• _Data for the task_
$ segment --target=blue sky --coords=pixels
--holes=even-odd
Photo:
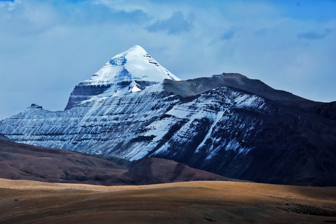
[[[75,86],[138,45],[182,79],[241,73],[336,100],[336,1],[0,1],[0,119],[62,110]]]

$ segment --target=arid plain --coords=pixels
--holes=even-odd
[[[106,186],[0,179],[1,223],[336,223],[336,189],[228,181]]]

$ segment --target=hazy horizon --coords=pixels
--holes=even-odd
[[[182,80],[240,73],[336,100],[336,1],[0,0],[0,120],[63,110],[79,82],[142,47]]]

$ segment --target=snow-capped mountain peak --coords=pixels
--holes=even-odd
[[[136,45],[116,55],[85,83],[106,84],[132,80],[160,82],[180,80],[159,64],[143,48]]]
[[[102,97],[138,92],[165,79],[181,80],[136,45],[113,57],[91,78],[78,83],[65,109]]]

• _Work to do_
Could you swap "even-odd" for "nonzero" everywhere it appears in the lines above, leave everything else unchanged, and give the lines again without the pictures?

• _Task solution_
$ segment --target=blue sky --coords=pixels
--holes=nonzero
Photo:
[[[75,86],[138,45],[182,79],[241,73],[336,100],[336,1],[0,1],[0,119],[62,110]]]

$ segment --target=arid plain --coords=pixels
--holes=nonzero
[[[106,186],[0,179],[1,223],[336,223],[336,189],[228,181]]]

$ segment --target=hazy horizon --coords=pixels
--holes=nonzero
[[[182,80],[240,73],[336,100],[336,1],[0,0],[0,120],[63,110],[79,82],[142,47]]]

$ segment --target=snow-capped mountain peak --coords=pixels
--holes=nonzero
[[[136,45],[116,55],[85,83],[106,84],[132,80],[160,82],[180,80],[159,64],[143,48]]]
[[[102,97],[138,92],[165,79],[181,80],[136,45],[113,57],[91,78],[78,83],[65,109]]]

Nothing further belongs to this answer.